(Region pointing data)
- Opening Delimiter -

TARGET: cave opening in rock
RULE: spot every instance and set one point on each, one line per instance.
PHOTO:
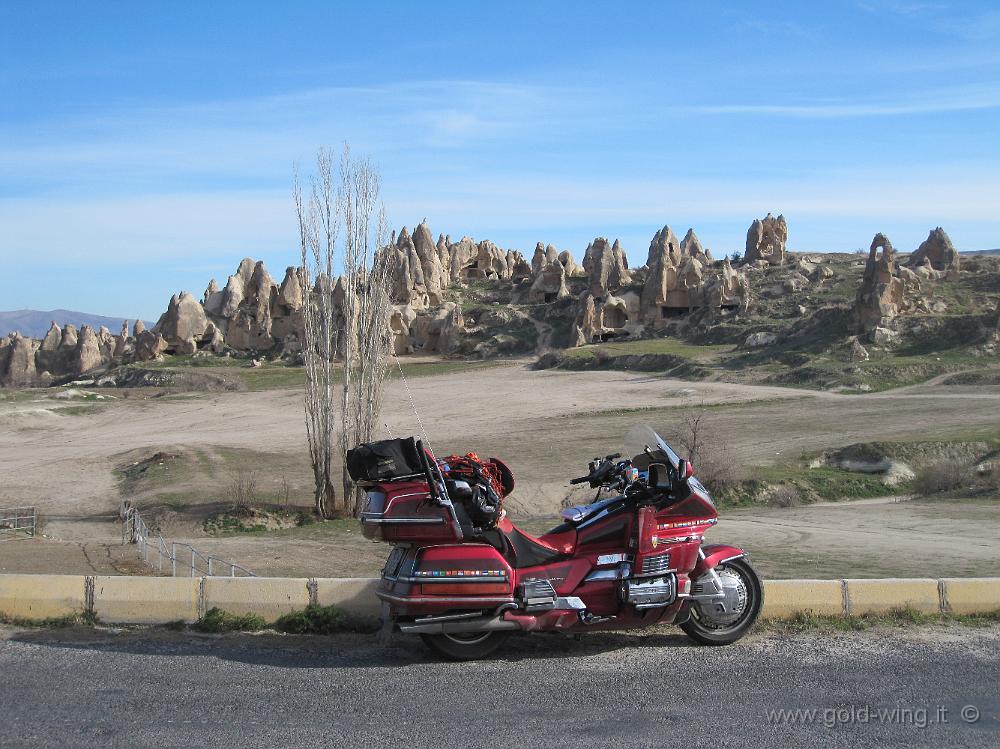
(615, 317)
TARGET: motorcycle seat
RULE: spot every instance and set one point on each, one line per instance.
(579, 513)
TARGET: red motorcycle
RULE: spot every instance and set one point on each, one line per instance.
(464, 577)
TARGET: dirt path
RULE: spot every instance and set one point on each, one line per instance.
(546, 424)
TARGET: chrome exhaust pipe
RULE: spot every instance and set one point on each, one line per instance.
(484, 624)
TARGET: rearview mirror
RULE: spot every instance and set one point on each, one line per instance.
(683, 469)
(659, 476)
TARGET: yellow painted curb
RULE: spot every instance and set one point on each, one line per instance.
(267, 597)
(785, 598)
(355, 595)
(879, 596)
(42, 596)
(972, 595)
(146, 600)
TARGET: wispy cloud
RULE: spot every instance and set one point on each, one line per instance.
(957, 99)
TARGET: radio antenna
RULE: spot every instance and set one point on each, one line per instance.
(409, 395)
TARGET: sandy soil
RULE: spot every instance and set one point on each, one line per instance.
(546, 424)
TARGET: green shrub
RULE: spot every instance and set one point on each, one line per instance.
(217, 620)
(323, 620)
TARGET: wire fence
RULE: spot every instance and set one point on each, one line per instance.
(174, 557)
(18, 522)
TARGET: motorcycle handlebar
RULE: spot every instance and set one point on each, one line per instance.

- Closing Delimiter -

■ **EXERCISE GOAL**:
Pull every line holding "motorcycle" out of the records.

■ **SOLVED PROBLEM**:
TARGET: motorcycle seat
TARGET: red motorcycle
TARGET: motorcycle handlebar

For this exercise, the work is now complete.